■ YOUR GOAL:
Please transcribe the listing below in full, exactly as written, leaving out its pictures.

= Beginning of Section =

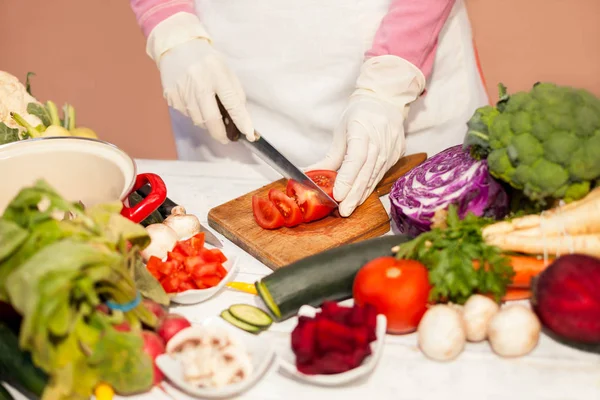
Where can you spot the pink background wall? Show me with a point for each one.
(91, 53)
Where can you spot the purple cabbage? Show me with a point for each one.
(449, 177)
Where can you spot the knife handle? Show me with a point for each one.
(165, 208)
(233, 133)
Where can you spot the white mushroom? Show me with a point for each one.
(185, 225)
(162, 240)
(441, 333)
(477, 312)
(514, 331)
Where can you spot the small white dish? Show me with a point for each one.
(287, 358)
(261, 354)
(199, 295)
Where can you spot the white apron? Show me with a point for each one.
(298, 61)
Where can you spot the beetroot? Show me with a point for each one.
(171, 325)
(303, 339)
(154, 346)
(566, 297)
(336, 340)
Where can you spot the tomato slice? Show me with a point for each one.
(324, 178)
(170, 284)
(184, 249)
(204, 270)
(267, 216)
(292, 215)
(211, 280)
(308, 201)
(173, 256)
(168, 267)
(221, 271)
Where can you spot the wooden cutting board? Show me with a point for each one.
(280, 247)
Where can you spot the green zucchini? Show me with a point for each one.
(328, 275)
(17, 368)
(251, 315)
(226, 315)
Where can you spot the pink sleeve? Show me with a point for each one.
(410, 30)
(150, 13)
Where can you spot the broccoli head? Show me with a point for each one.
(544, 142)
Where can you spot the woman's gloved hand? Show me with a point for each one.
(192, 72)
(369, 138)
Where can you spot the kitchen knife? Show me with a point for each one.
(274, 158)
(165, 210)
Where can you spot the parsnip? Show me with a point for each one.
(582, 244)
(579, 217)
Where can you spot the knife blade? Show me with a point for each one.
(273, 157)
(165, 210)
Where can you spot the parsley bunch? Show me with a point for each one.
(453, 256)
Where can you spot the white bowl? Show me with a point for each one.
(261, 354)
(287, 358)
(199, 295)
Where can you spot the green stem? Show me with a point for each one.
(53, 111)
(33, 132)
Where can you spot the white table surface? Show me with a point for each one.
(551, 371)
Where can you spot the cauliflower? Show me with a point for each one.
(14, 98)
(544, 142)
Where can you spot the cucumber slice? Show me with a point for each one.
(251, 315)
(226, 315)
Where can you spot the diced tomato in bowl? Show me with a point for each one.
(192, 272)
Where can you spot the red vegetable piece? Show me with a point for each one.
(325, 179)
(184, 249)
(197, 241)
(303, 339)
(203, 270)
(333, 336)
(334, 362)
(170, 284)
(287, 206)
(267, 216)
(211, 280)
(168, 267)
(311, 206)
(173, 256)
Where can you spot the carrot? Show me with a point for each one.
(525, 267)
(582, 244)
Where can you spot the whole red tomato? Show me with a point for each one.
(399, 289)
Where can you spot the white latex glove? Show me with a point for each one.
(193, 72)
(369, 139)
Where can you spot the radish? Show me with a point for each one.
(172, 324)
(154, 346)
(155, 309)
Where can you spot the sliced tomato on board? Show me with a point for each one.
(324, 179)
(267, 216)
(311, 206)
(287, 206)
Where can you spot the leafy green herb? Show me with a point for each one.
(7, 134)
(58, 262)
(450, 253)
(41, 112)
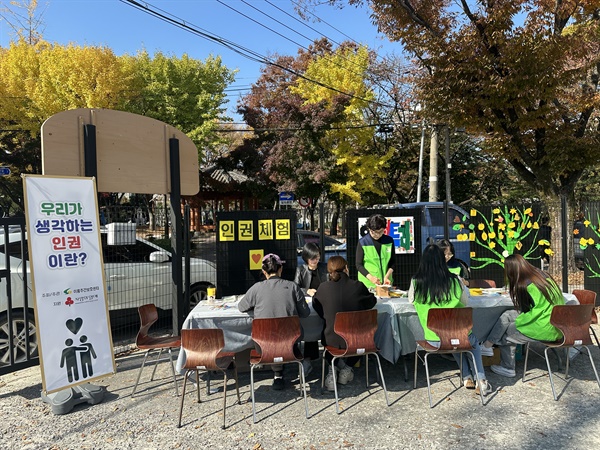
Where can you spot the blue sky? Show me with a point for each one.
(125, 29)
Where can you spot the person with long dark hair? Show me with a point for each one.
(534, 293)
(434, 286)
(339, 294)
(455, 265)
(309, 277)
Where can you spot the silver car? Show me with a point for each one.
(135, 275)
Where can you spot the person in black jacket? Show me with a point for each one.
(309, 276)
(339, 294)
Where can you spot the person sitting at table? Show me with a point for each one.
(309, 276)
(434, 286)
(375, 253)
(274, 297)
(455, 265)
(339, 294)
(534, 293)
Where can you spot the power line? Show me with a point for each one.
(241, 50)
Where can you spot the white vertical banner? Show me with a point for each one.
(65, 259)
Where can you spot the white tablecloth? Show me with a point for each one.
(398, 323)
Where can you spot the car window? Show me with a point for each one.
(14, 250)
(139, 252)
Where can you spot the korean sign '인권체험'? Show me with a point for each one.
(68, 280)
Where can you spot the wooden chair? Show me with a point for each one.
(574, 322)
(481, 283)
(357, 328)
(276, 339)
(149, 315)
(452, 325)
(587, 297)
(203, 351)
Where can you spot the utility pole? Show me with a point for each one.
(433, 164)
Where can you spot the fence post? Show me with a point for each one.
(564, 241)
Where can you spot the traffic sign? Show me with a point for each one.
(305, 202)
(286, 198)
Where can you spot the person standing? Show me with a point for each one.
(339, 294)
(375, 254)
(274, 297)
(434, 286)
(534, 293)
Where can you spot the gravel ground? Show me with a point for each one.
(518, 416)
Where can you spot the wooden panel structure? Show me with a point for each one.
(132, 151)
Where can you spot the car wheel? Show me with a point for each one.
(19, 330)
(198, 294)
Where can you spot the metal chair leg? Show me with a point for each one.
(182, 398)
(140, 372)
(224, 397)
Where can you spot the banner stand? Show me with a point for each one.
(64, 401)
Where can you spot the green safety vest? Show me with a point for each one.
(375, 263)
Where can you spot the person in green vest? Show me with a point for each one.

= End of Section =

■ COMPLETED TASK:
Where can you spot the pink background wall? Show me with a point for each one.
(91, 53)
Where can you spot the purple cabbage? Show me with a point for each one.
(449, 177)
Where can you spot the knife handle? Show me with a point for each one.
(165, 208)
(233, 133)
Where can you spot the white mushroom? Show me with a point for each one.
(185, 225)
(162, 240)
(441, 333)
(477, 312)
(514, 331)
Where can you spot the small white dish? Show me with a point for each one.
(287, 358)
(261, 354)
(199, 295)
Where can you spot the white apron? Show me with a point for each one.
(298, 61)
Where can you spot the beetroot? Show me with a point for each one.
(171, 325)
(303, 339)
(154, 346)
(566, 297)
(336, 340)
Where can you spot the tomato slice? Show me with a point for each one.
(324, 178)
(170, 284)
(184, 249)
(204, 270)
(267, 216)
(292, 215)
(211, 280)
(308, 201)
(173, 256)
(168, 267)
(221, 271)
Where can you spot the wooden cutting board? Show me with a point for each one.
(280, 247)
Where can you spot the green zucchini? Show me with a point for each one.
(328, 275)
(17, 368)
(251, 315)
(226, 315)
Where can you spot the pink sleeve? Show me with a point for each one.
(410, 30)
(150, 13)
Where can you spot the broccoli head? Show me with a point for each one.
(544, 142)
Where can you spot the woman's gloved hand? Show me with a point for each one.
(192, 72)
(369, 138)
Where can you spot the kitchen knife? Show me with a point for each one.
(274, 158)
(165, 210)
Where can you spot the parsnip? Show me with a point for each one.
(582, 244)
(579, 217)
Where can you spot the knife blade? Show me with a point for each one.
(273, 157)
(165, 210)
Where can you spot the parsley bunch? Show me with a point for each one.
(453, 256)
Where can you spot the white bowl? Show me with a point for each one.
(261, 354)
(287, 358)
(199, 295)
Where can you spot the green stem? Show me with a point for each one.
(53, 111)
(33, 132)
Where can you spot the white table surface? Show me with a point for each one.
(551, 371)
Where can you spot the cauliflower? Show me with a point for each one.
(14, 98)
(544, 142)
Where can you spot the cucumber slice? Show me with a point for each one.
(251, 315)
(226, 315)
Where can you spot the diced tomato in bowl? Show me with a point for each one.
(192, 272)
Where can you spot the red vegetable piece? Show me with a point for each one.
(325, 179)
(184, 249)
(197, 241)
(303, 339)
(203, 270)
(333, 336)
(334, 362)
(170, 284)
(287, 206)
(267, 216)
(211, 280)
(168, 267)
(311, 206)
(173, 256)
Where can you spot the carrot? Show me with a point for each one.
(525, 267)
(582, 244)
Where can you spot the whole red tomato? Show me with a point for each one.
(399, 289)
Where can you spot the white latex glove? Show me with a point for each one.
(193, 72)
(369, 139)
Where can you spot the radish? Show me with a point for each one.
(172, 324)
(154, 346)
(155, 309)
Where can you spot the sliced tomato on board? Show me with a point for each one.
(324, 179)
(267, 216)
(311, 206)
(287, 206)
Where can you spot the leafy green herb? Show me with a point for each one.
(7, 134)
(58, 262)
(450, 253)
(41, 112)
Where can you spot the blue sky? Show me with a point for each one.
(125, 29)
Where can you spot the person with long dark hair? Show me with a point for each one.
(534, 293)
(434, 286)
(339, 294)
(455, 265)
(309, 277)
Where can you spot the silver car? Show me with a point for each one.
(135, 275)
Where can you spot the person in black jacket? Show me with a point for each one.
(309, 276)
(339, 294)
Where can you spot the person sitting at table? Show me with a point for each one.
(309, 276)
(434, 286)
(375, 253)
(274, 297)
(455, 265)
(339, 294)
(534, 293)
Where can you spot the power line? Show me with a point for each one.
(241, 50)
Where can you spot the white vertical banner? Show me with a point for each one.
(65, 259)
Where can you spot the white tablecloth? Show me with a point for each one.
(398, 323)
Where can you spot the car window? Show me with a point for each one.
(14, 250)
(139, 252)
Where can you spot the korean sign '인권체험'? Show me with a point for each one.
(68, 280)
Where can you spot the wooden chair? Show me with a point for each one.
(574, 322)
(481, 283)
(357, 328)
(276, 339)
(149, 315)
(452, 325)
(587, 297)
(203, 351)
Where can you spot the utility pole? Show me with a point for each one.
(433, 164)
Where can you spot the fence post? Show me with a point for each one.
(564, 241)
Where can you spot the traffic sign? Show me with a point for each one.
(305, 202)
(286, 198)
Where can you spot the person standing? Show me with a point for each one.
(339, 294)
(375, 254)
(274, 297)
(434, 286)
(534, 293)
Where can you spot the gravel ground? Show me with a point for each one.
(518, 416)
Where can you spot the wooden panel structure? Show me with a point for each one.
(132, 151)
Where can you spot the car wheel? Show me with a point for each one.
(19, 330)
(198, 294)
Where can you spot the metal chair leg? Show me with a point for each one.
(182, 398)
(140, 372)
(224, 397)
Where can you spot the banner stand? Show me with a point for each one.
(64, 401)
Where can you spot the green safety vest? Show me with a point for each one.
(375, 263)
Where can you spot the person in green vest? Show me with a point for each one.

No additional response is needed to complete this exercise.